High serotonin (5-HT), not low dopamine (DA) per se, as the main driver of Parkinson Disease (PD)

I have several posts on my blog of studies demonstrating that 5-HT antagonists have demonstrated pr-eclinical activity in treating PD, which strongly implicates 5-HT as a key driver of this pathology. This experimental observation is further strengthened by the known signs of PD, which include tremors (a known sign of excess 5-HT) as well as mood and cognitive disturbances. Several doctors emailed me to say that this hypothesis is premature since there are other conditions such as essential tremor (ET) that has overlapping symptoms with PD and there is no evidence that excess 5-HT drives that condition. Well, the study below may finally provide some clarity to this issue. Namely, while dopamine rises and 5-HT falls in people with ET under various daily situations, in people with PD dopamine levels largely stay the same, while 5-HT levels either also stay the same or rise. In other words, in non-PD people, the DA/5-HT ratio varies – i.e. it rises in most positive situations while falling in negative ones. In PD patients the DA/5-HT ratio is virtually constant and low most of the time (due to the low baseline DA). Be that as it may, the study corroborates the use of serotonin antagonists as treatment for PD and suggests that combining them with a DA agonist may have synergistic (curative?) effects. About a decade ago, I suggested to several PD patients who emailed me that they ask their doctors about such a combo treatment, and the ones that emailed me back after having tried the combo all said that their disease progression has been arrested. My suggestion at the time was based purely on intuition, given the known negative effects of 5-HT on the entire brain due to its role as a master “negative” metabolic regulator. In other words, PD is yet another condition driven by low metabolism. The study below and the others I discovered in recent years suggest that my intuition was on the right track. Ray was right about this – truth always comes first through intuition, which is based on experience, and not through analytical/abstract thinking.

Oh, one last thing that I found interesting. Apparently, 5-HT rises robustly when there is an expectation of punishment/adversity. No wonder depression and PD rates are skyrocketing. Most of the Western population lives in chronic anxiety and fear of punishment from just about anybody around them.

**PARTS OF THE EXERCISE**
a) Rewrite the post on serotonin and Parkinson disease between "Oh, one last" and "anybody around them.", inclusive, putting "soaring" in place of "skyrocketing".
b) Pick up the post on serotonin and Parkinson disease after its last sentence and keep writing it.

**PROVIDED RECORDS**
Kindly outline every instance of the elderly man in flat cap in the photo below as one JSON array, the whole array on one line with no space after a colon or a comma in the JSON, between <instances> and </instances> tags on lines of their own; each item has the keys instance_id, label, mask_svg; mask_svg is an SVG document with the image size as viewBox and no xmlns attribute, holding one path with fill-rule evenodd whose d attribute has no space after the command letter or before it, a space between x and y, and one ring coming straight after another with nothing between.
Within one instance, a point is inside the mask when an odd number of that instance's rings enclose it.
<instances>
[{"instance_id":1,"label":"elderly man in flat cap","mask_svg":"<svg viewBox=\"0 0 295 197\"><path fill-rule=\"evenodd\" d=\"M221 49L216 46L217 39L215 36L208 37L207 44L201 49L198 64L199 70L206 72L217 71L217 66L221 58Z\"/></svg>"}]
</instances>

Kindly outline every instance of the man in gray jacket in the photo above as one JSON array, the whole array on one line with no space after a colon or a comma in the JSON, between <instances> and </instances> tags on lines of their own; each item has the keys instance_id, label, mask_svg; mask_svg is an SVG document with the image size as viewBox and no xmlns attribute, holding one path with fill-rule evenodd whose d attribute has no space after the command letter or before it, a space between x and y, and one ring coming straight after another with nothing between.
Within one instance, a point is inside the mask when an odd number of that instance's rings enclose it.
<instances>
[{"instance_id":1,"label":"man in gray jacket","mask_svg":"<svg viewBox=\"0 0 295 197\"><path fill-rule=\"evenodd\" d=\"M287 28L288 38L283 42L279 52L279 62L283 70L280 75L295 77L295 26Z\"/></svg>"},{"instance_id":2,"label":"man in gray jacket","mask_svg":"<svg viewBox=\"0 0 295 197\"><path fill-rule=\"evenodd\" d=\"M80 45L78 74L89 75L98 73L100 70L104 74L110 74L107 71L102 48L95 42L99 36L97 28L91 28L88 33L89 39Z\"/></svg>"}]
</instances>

**OUTPUTS IN ORDER**
a)
Oh, one last thing that I found interesting. Apparently, 5-HT rises robustly when there is an expectation of punishment/adversity. No wonder depression and PD rates are soaring. Most of the Western population lives in chronic anxiety and fear of punishment from just about anybody around them.

b)
https://www.nature.com/articles/s41467-025-63079-w

“…In looking at the response of DA, we found there was a difference between positive and negative NPE trials, with DA release on average being higher on positive NPE trials (N-M4: main effect of NPE F(1, 558.31) = 4.01, p = 0.046), and while DA patterns were not present in PD patients (e.g., Fig. 2f), patient group differences in DA were not statistically robust (p > 0.05). Notably, the differences in 5HT responses appeared more robust, and the overall reduction in 5HT on positive NPEs observed in ETs was absent in PDs (N-M5: NPE × Patient Group interaction for 5HT; F(1, 545.01) = 4.46, p = 0.035; 5HT response on positive NPE, ET vs. PD t(81.3) = −2.281, Bonferroni corrected p = 0.025).”

“…The importance of DA-5HT opponency during reward-related processing has previously been proposed62,63; with fast changes in DA release generally linked to the prediction of rewards and increases in 5HT release associated with an expectation of punishment64,65. ”

Key signature sets Parkinson’s and essential tremor apart

“…But when they looked closely—using refined tools and a model of how people formed expectations—it was not dopamine that best distinguished Parkinson’s from essential tremor. Instead, it was serotonin, a different neurotransmitter that has not been as prominent in theories of Parkinson’s disease, opening a new view and potentially powerful scientific and clinical insight into this disease. “What surprised us was how much serotonin stood out,” Howe says. “It wasn’t just that dopamine was disrupted, which was expected. It was that the normal back-and-forth between dopamine and serotonin was gone. There’s neither the serotonin dip nor the dopamine rise. It’s not just one system being disrupted—it’s the lack of that dynamic interaction that turned out to be the clearest difference between Parkinson’s and essential tremor.”